> _ACTION ITEM_:
Repeat exactly, and only, the lines of the entries below from the one with "Target: woman in black leather jacket" through the one with "Target: man in blue shirt", both ends included.

> _EXERCISE INPUTS_:
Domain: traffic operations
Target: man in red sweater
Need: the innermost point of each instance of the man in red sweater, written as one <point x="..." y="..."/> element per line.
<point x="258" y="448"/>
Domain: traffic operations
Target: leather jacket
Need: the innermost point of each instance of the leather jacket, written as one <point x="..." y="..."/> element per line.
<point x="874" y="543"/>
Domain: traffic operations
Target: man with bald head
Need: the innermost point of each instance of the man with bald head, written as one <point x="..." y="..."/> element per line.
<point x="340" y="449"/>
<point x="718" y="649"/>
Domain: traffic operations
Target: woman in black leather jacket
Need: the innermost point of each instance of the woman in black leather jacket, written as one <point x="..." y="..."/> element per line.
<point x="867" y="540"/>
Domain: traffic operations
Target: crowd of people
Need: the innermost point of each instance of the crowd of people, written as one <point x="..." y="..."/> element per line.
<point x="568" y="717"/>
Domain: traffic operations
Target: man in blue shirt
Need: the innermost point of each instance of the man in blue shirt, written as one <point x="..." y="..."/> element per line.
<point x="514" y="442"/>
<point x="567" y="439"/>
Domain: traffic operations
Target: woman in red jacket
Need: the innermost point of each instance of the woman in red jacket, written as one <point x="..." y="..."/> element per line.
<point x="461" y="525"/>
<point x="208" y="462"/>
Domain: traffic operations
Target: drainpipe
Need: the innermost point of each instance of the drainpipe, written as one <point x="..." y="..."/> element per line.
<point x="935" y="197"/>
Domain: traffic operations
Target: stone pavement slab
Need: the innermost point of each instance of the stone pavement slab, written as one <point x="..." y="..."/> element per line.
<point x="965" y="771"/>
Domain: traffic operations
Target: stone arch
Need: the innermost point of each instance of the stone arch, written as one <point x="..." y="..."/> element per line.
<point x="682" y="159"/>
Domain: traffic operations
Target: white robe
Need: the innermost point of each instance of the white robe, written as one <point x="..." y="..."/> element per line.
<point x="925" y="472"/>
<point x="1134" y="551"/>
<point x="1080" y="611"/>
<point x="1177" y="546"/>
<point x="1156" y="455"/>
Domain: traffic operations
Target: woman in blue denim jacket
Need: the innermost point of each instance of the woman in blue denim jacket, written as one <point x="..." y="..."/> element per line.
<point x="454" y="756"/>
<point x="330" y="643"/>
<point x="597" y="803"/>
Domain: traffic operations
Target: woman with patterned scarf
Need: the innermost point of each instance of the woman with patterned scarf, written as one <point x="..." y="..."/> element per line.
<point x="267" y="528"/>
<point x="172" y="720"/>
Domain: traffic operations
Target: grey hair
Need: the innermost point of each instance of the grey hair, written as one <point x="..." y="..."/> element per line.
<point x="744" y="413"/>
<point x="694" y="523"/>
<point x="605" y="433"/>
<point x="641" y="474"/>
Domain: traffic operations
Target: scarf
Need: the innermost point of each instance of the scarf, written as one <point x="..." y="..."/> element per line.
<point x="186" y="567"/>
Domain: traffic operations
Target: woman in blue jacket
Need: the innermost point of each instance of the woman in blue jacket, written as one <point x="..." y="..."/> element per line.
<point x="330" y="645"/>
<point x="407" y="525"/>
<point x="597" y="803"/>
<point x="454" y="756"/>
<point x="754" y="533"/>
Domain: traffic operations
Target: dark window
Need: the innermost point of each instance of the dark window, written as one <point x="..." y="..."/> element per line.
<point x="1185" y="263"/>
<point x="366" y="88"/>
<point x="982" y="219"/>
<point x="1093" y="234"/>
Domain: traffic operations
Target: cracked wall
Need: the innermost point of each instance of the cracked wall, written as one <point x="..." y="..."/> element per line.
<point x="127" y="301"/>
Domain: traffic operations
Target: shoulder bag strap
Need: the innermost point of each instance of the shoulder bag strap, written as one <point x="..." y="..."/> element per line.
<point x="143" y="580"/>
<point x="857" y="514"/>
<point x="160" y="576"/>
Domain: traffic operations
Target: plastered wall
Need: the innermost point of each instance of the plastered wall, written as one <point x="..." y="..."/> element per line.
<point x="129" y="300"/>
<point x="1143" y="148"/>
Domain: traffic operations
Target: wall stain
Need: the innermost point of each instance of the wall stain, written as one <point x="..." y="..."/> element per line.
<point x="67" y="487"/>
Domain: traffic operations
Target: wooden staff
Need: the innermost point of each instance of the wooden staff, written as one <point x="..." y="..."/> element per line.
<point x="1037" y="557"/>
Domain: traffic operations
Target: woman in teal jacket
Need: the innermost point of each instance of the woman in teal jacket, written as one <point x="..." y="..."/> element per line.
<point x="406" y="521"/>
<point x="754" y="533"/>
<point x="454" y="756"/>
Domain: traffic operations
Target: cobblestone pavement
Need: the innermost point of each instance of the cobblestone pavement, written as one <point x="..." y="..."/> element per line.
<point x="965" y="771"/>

> _ANSWER TO THE PROBLEM_:
Target: woman in black leather jacket
Need: the innermost point of each instance of the woman in black leather jacket, written as one <point x="..." y="..."/> element per line.
<point x="867" y="540"/>
Domain: traffic operations
Target: crowd of people
Need: the innermost point of each instance of the crowd of people, written as one <point x="..." y="..."/> element per line.
<point x="568" y="717"/>
Domain: traffic operations
Target: man in blue shirt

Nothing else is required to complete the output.